AUSSCHNITT -
┄┄┄┄┄┄┄┄┄┄

Von allem, was an Autofiktion derzeit geschrieben ist, ist Julia Schochs Trilogie „Biographie einer Frau“ vielleicht etwas vom Interessantesten, weil es den Versuch unternimmt, das Leben eines Ichs über seine wichtigsten Beziehungen darzustellen und allein dem Titel nach („Biographie einer Frau“) den Anspruch erhebt, über das rein Subjektive hinauszugehen und in der Darstellung eines individuellen Frauenlebens etwas Allgemeingültiges zu entdecken. Bezog sich der erste Teil „Das Vorkommnis“ mehr auf Herkunft und Stammfamilie, geht es im zweiten Buch „Das Liebespaar des Jahrhunderts“ nun um die lebensbestimmende Mann-Frau-Beziehung der Ich-Erzählerin, die augenscheinliche Parallelen zur Autorin Julia Schoch, Jahrgang 1974 und in der DDR sozialisiert, aufweist. Und so ist der 191 Seiten umfassende Text sowohl Liebesroman als auch Lebensbericht, weil die Liebe die Biografie der Frau, um die es geht, fundamental bestimmt – wodurch die Frau, die hier erzählt, aber keineswegs unemanzipiert erscheint, das sei vorweg gleich klargestellt.

┄┄┄┄┄┄┄┄┄┄

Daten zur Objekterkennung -
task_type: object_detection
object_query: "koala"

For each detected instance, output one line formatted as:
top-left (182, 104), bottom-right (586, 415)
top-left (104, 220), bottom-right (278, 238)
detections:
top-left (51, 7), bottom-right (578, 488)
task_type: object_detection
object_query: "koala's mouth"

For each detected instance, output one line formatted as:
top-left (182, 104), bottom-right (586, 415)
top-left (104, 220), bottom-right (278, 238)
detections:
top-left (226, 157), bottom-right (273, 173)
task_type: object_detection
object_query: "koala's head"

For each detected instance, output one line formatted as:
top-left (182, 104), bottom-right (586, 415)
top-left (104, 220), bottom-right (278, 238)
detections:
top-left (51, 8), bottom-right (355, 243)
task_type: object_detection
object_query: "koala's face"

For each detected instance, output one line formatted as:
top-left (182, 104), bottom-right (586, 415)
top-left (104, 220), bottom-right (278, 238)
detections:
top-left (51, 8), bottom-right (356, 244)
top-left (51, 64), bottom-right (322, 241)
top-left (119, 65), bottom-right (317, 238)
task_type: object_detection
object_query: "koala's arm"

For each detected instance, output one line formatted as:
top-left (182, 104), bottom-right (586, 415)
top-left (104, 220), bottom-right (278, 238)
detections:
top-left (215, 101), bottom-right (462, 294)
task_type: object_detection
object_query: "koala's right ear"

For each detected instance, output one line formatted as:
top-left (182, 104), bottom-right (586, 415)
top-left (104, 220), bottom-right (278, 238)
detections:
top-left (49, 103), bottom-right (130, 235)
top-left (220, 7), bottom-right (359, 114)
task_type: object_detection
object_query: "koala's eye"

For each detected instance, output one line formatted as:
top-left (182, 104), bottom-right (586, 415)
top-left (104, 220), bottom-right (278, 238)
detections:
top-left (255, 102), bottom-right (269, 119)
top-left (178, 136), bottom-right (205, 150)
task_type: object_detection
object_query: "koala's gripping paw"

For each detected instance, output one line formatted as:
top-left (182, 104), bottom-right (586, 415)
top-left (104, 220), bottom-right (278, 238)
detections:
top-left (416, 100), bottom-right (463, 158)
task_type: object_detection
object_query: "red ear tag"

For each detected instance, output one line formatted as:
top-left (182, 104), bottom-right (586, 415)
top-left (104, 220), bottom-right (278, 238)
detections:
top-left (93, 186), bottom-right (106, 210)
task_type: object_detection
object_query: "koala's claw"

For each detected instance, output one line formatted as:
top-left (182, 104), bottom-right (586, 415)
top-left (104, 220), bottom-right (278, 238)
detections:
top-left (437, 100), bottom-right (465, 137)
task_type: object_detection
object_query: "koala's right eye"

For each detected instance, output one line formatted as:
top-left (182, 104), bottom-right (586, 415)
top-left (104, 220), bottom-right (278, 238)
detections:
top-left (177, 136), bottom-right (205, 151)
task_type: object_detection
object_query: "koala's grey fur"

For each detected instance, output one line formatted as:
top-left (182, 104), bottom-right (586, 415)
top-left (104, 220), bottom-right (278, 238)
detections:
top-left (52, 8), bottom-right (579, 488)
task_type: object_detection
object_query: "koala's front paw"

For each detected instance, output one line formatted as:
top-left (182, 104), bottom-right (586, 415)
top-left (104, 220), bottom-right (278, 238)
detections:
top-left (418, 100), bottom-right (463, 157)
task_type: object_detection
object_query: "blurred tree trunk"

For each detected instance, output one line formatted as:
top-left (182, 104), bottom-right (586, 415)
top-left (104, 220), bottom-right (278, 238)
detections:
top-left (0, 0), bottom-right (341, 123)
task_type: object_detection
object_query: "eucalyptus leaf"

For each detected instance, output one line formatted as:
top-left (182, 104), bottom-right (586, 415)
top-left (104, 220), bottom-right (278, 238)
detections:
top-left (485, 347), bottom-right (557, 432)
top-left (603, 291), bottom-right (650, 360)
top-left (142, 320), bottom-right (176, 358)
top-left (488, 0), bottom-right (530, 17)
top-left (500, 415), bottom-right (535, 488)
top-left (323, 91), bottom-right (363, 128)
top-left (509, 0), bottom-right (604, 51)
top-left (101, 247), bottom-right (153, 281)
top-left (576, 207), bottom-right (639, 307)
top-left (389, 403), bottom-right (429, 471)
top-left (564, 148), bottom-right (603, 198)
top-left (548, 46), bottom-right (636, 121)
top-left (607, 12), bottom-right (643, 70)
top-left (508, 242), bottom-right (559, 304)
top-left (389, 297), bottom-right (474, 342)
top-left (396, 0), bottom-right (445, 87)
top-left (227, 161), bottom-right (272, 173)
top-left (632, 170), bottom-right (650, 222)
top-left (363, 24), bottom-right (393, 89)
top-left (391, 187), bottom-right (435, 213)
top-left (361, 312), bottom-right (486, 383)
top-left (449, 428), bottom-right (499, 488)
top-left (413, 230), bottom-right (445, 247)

┄┄┄┄┄┄┄┄┄┄

KURZE AUFGABE 1 - Nenne alle Titel, die der Ausschnitt über Julia Schochs Trilogie in Anführungszeichen anführt, jeden nur einmal.
KURZE AUFGABE 2 - Führe den Ausschnitt über Julia Schochs Trilogie ab seinem letzten Satz weiter.

ANTWORT 1 - „Biographie einer Frau“, „Das Vorkommnis“, „Das Liebespaar des Jahrhunderts“

ANTWORT 2 -
Verliebt mit Vanilletee

Die Liebe, deren Beschreibung den Kern des Romans bildet, ist die Liebe zu dem Mann, in den sich die Ich-Erzählerin als Studentin Anfang der 1990er-Jahre verliebt, der der Vater ihrer beiden Kinder wird, und mit dem sie über dreißig Jahre lang, bis zum Zeitpunkt, in dem der Text fertiggestellt wird, zusammenbleibt. Aber die Frau war dabei offenbar nicht immer glücklich, ja, womöglich hat sich über all die Jahre im Gegenteil sehr viel Unglück aufgestaut, zumindest legen das die ersten beiden Sätze des Romans nahe: „Im Grunde ist es ganz einfach. Ich verlasse dich.“ Die Frau möchte also gehen, wollte sich schon immer wieder aus dieser Beziehung verabschieden, so erfährt man nach und nach, während die Liebesgeschichte des Paares von ihrem Anfang an – seinem Erscheinen vor ihrer Wohnungstür mit einer Packung Vanilletee im Sommer – chronologisch in der Erinnerung der Ich-Erzählerin aufgerollt wird. Und bis zum Ende des Romans macht das auch sein Spannungsmoment aus: Geht sie am Ende, oder geht sie nicht?